Lucien Stephen Crandall (May 4, 1844 – February 4, 1919) was an American inventor of typewriters, adding machines and electrical devices. Crandall gave his name to several typewriters, and he was also involved in the development of various machines, such as the project to produce the Hammond design at the Remington factory, or later the International typewriter.

==Early life==
Born in Portlerane, Broome County, New York, Crandall was a descendant on his mother's side of Joseph Warren. He served as a private for three years during the American Civil War, surviving twelve major battles without injury.

==Career==
In 1873, Crandall was employed as a salesman by James Densmore and George W. Yost of New York. Densmore and Yost had licensed Christopher Sholes and Carlos Glidden's patents and had established a contract with E. Remington and Sons to manufacture them. They gave Crandall the necessary tools and set him to work to perfect the typewriter. Crandall soon worked out an oscillating typebar which he obtained a patent for; this prints capital and lowercase characters by shifting the platen, and was later used in Remington typewriters.

> [INFORMATION SUPPLIED]:

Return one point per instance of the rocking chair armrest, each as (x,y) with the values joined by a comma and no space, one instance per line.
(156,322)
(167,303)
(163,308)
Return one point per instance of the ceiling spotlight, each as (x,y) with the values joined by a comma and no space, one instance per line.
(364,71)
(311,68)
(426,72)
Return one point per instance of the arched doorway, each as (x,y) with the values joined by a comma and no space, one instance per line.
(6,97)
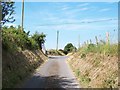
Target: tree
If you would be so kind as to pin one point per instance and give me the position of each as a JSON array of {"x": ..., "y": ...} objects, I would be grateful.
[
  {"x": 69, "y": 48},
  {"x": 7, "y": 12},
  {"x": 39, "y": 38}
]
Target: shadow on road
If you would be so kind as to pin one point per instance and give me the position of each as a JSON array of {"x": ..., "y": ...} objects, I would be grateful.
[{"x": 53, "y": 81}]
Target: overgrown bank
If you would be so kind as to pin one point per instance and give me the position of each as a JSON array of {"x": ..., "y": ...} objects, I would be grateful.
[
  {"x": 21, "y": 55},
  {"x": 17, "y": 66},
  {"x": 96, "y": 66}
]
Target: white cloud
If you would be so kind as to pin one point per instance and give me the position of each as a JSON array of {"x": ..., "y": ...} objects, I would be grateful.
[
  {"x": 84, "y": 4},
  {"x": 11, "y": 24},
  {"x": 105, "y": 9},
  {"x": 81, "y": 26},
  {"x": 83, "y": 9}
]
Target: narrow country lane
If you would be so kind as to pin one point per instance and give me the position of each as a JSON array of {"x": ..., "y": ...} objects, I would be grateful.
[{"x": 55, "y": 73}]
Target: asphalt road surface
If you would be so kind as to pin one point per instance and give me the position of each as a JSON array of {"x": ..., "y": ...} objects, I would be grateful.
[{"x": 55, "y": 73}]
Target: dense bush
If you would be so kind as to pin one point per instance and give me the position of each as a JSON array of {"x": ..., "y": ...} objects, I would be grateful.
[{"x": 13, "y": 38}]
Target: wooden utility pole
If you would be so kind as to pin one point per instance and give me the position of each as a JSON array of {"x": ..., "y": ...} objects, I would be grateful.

> [PARTS OF THE EXERCISE]:
a) From the Crandall biography above, copy the passage that begins with "Lucien Stephen Crandall" and ends after "battles without injury.".
b) Please carry on the Crandall biography, not the items, picking up after its last sentence.

> [ANSWERS TO THE TASKS]:
a)
Lucien Stephen Crandall (May 4, 1844 – February 4, 1919) was an American inventor of typewriters, adding machines and electrical devices. Crandall gave his name to several typewriters, and he was also involved in the development of various machines, such as the project to produce the Hammond design at the Remington factory, or later the International typewriter.

==Early life==
Born in Portlerane, Broome County, New York, Crandall was a descendant on his mother's side of Joseph Warren. He served as a private for three years during the American Civil War, surviving twelve major battles without injury.

b)
Crandall assigned half of his patent to Densmore and Yost. After leaving the company and inventing his own typewriter, he started negotiations with E. Remington and Sons for the sale of the other half of his patent. Densmore learned of this, and wrote a letter to Remington denouncing Crandall as a "liar, scoundrel, a dishonest and immoral man". Crandall then brought an action against Densmore for defamation of character, claiming $100,000 in damages, saying that the letter had caused his negotiations with Remington to fail. Densmore's defense was that the charges made in his letter were all true.

In 1875, Crandall received a patent for a typewriter for blind users and in 1879 was granted a patent for a downstrike typesleeve machine, much like the one that he introduced in 1884 and set up the Crandall Typewriting Company.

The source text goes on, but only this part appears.